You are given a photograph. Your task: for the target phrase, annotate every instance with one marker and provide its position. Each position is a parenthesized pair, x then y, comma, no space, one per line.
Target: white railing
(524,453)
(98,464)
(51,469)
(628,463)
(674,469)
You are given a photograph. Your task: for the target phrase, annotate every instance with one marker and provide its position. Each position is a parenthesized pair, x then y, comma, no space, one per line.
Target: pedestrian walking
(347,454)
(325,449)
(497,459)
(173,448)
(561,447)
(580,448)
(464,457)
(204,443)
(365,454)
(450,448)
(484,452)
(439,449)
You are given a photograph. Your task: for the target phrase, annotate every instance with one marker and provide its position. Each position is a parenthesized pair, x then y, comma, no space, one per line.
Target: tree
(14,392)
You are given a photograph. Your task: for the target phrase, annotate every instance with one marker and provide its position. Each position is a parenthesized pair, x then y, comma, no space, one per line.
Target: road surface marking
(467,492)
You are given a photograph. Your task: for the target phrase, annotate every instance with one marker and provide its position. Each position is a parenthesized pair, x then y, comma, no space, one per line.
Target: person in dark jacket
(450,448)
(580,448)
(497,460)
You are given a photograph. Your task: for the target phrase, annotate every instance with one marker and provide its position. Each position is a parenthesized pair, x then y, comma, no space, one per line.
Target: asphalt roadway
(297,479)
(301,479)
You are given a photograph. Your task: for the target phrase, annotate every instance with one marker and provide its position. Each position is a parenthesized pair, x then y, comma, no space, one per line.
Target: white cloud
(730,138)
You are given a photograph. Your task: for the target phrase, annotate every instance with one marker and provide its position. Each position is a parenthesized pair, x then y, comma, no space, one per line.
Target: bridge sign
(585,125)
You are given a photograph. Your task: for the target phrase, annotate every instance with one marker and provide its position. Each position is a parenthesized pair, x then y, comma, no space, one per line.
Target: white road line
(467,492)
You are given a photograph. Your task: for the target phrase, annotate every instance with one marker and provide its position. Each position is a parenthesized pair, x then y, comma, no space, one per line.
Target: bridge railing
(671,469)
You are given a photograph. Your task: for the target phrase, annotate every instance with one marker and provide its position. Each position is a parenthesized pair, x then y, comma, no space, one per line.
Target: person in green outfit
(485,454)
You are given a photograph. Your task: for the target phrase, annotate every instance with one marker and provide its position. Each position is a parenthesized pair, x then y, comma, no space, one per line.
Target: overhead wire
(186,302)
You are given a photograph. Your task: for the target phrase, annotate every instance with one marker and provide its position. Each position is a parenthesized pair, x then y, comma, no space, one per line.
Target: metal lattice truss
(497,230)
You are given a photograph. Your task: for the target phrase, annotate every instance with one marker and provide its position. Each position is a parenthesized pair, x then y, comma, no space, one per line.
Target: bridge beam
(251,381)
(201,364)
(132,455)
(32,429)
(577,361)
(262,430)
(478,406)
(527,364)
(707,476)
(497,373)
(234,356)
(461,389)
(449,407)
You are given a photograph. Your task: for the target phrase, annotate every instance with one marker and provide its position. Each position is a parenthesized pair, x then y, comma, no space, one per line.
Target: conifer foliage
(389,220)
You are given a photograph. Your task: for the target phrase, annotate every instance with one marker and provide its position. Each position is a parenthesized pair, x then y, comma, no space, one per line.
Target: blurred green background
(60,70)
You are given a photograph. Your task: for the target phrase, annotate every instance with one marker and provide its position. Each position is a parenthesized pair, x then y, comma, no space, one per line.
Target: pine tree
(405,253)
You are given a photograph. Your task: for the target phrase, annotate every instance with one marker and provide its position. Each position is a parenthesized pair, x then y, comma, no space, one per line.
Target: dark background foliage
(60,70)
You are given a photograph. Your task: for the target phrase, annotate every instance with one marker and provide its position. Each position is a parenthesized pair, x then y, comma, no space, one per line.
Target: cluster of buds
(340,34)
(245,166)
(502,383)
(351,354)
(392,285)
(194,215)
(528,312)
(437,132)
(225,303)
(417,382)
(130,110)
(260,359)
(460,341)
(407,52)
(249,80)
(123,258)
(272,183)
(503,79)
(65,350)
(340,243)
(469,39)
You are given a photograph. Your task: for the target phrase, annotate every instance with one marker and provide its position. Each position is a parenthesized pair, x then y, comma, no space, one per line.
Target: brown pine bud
---------------
* WHAT IS EXPECTED: Set down the entries verbatim, leaving none out.

* ANSWER TO THIS EXERCISE:
You are given a photograph. Your task: for the target phrase, annotate every instance with one marker and provide its position. Each position is a parenthesized pair, x then y, comma, no space, one per line.
Target: white railing
(524,453)
(98,464)
(51,469)
(628,463)
(674,469)
You are given a photograph. Your task: for the target phrase, annotate every instance with one marker and provide its position. Each position is a parenthesized pair, x then y, comma, no space, one per line.
Target: pedestrian walking
(347,454)
(325,449)
(497,459)
(173,448)
(561,447)
(580,448)
(464,457)
(204,443)
(365,454)
(450,448)
(484,452)
(439,449)
You are given a photograph. Your task: for the target phrase, annotate every instance with one marker and provide its position. Each position is a parenthesized pair, x then y, comma, no space, one per line.
Target: tree
(14,392)
You are given a photograph. Your task: for the target phrase, annotate every instance with one marker and provide its position. Each position is a parenthesized pair, x then y, comma, no space, one per line.
Target: road surface marking
(467,492)
You are given a photograph. Your task: for the target phrase, annotate every instance with one marker and provide its position. Each position is a parenthesized pair, x then y, comma, no space, one per line.
Target: person in dark jacket
(450,448)
(580,448)
(497,460)
You are given a photograph. Your task: for the target phrase, annotate every instance with one marker and provide its position. Each position is a parenthesized pair, x then y, comma, no space, one per line.
Target: asphalt roadway
(297,479)
(301,479)
You are given a photograph. Your task: for the target phrase, annotate every instance with one marker and provide its position. Each position is a parenthesized pair, x then y, comma, no space, one per line.
Target: white cloud
(730,138)
You are given a photograph. Your task: for the target phrase, annotate every instance with one marker and provide its position. Each position is a parenthesized pair, x then y, comma, no space, one per line.
Target: bridge sign
(585,125)
You are given a photograph. Your task: for the target phrase, annotate every instance with one marker and provide its position. Each position is a parenthesized pair, x then y, comma, no space, one per line.
Target: white road line
(467,492)
You are given a photograph. Your task: for the target phrase, annotate every instance with one marker and provide its position. Each position is a parenthesized pair, x then y, comma, no space, one per line.
Target: bridge railing
(671,469)
You are given a photograph. Your task: for the target phrase, annotate every instance with one marker and provide its position. Each position is a parenthesized pair, x then y, comma, no space, one per line.
Target: person in green outfit
(485,454)
You are given a photograph. Your task: for the target phrase, annotate every instance with one marker and provide its position. Each position is a parenthesized pair, x then y, comma, no space, one per line.
Target: overhead wire
(186,302)
You are given a photograph. Your task: for the target phrase, annotate every instance with one marker and provide its position. Each position is a parenthesized pair, x then y, comma, no space, one per line.
Target: metal lattice truss
(497,230)
You are given a photograph. Your task: for the target phrase, annotate every instance with one marker and provide its position. Each position is a parenthesized pair, x then y, comma, no space, one per line.
Target: bridge beam
(251,381)
(201,364)
(132,455)
(32,429)
(577,361)
(262,430)
(478,406)
(527,364)
(707,476)
(497,373)
(234,356)
(461,389)
(449,407)
You are given a photograph. Your task: for the target phrase, annotate every instance with one marker and provide its position. Each position is a parenthesized pair, x then y, comma, no space, one per line.
Target: conifer foliage
(389,220)
You are given a photograph. Your task: for the target phrase, annotate every instance with one marker and provide its position. Each position is a parenthesized pair, x then y, comma, no space, one per line.
Target: blurred green background
(60,70)
You are given a photograph. Your task: for the target phrase, annotate every instance with one marker and provide its position. Each position is a parenthesized pair, x then y, comma, no space, one per line.
Target: pine tree
(405,253)
You are given a photograph. Your task: for the target phrase, annotate every instance with one marker and provide its position. Each position is a parenthesized pair, x then y, comma, no space, one per line.
Target: dark background foliage
(60,70)
You are given a photograph. Your task: for the target phrase, annotate every instance with one marker and provide its position. Each position is a parenthesized pair, x then y, comma, no space, one per line.
Target: cluster of buds
(340,34)
(245,166)
(502,383)
(351,354)
(392,285)
(194,215)
(528,312)
(437,132)
(225,303)
(417,382)
(130,110)
(260,359)
(460,341)
(407,52)
(249,80)
(123,258)
(272,183)
(503,79)
(65,350)
(340,243)
(469,39)
You are given a photograph. Your task: for the target phrase, annotate every instance with one marker and provide its position. Each position is a parenthesized pair, x then y, comma, no space, one per line.
Target: brown pine bud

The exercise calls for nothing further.